DIRECTIONS FOR THIS TASK: Wherever the word "position" occurs in the lines below, copy the whole line.

[DATA Boundary: Start]

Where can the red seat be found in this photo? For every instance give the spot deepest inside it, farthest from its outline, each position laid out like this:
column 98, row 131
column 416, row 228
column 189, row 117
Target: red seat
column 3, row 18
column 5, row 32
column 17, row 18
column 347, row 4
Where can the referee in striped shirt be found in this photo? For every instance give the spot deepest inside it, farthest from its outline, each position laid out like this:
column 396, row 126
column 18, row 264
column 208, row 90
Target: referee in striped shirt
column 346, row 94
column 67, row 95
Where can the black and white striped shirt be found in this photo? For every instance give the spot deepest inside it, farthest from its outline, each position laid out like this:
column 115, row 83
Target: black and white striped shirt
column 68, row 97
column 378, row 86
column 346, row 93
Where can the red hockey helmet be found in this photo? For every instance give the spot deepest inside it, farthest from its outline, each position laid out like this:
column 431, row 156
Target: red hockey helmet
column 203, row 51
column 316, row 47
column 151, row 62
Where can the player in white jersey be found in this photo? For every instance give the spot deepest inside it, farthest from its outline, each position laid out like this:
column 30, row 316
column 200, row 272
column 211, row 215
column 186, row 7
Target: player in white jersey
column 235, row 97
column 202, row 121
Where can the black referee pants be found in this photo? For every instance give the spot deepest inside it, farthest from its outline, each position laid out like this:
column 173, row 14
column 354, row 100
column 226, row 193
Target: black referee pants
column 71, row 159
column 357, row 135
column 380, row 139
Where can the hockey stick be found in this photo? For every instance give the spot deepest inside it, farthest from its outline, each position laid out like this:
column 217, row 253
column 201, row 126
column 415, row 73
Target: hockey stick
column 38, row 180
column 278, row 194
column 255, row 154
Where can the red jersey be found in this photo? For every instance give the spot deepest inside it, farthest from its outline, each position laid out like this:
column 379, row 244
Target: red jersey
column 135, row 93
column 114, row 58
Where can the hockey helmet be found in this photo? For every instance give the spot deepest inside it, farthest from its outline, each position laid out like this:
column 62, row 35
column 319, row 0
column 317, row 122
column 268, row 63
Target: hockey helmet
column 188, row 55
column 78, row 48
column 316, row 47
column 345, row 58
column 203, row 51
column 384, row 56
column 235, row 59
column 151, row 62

[DATA Boundary: End]

COMPLETED TASK:
Where can the red seat be found in this photo? For every instance give the spot deepest inside it, farthest from its outline, each position laid out like this:
Where can the referee in striped shirt be found in this photo? For every instance give the spot deepest inside it, farthest from its outline, each position laid out like this:
Where can the black and white striped shirt be found in this photo? For every instance give the spot deepest inside it, farthest from its outline, each position laid out like this:
Where can the red hockey helmet be found in this photo? For every instance give the spot deepest inside it, farthest from its outline, each position laid out like this:
Where can the player in white jersey be found in this photo? For every instance give the spot deepest inside it, farthest from its outline, each position laid out like this:
Where can the black referee pants be found in this photo? For every instance give the spot deepest inside it, farthest from its outline, each position laid out like this:
Where can the hockey stick be found in this photo? For every instance give the spot deepest inside it, farthest from its outline, each position laid out like this:
Where can the red jersey be found in this photo? For every instance give the spot deepest inside it, farthest from its outline, each position laid out like this:
Where can the hockey helmet be found in this photo? For every instance give the spot deepest inside it, farthest from its outline, each position laid out like this:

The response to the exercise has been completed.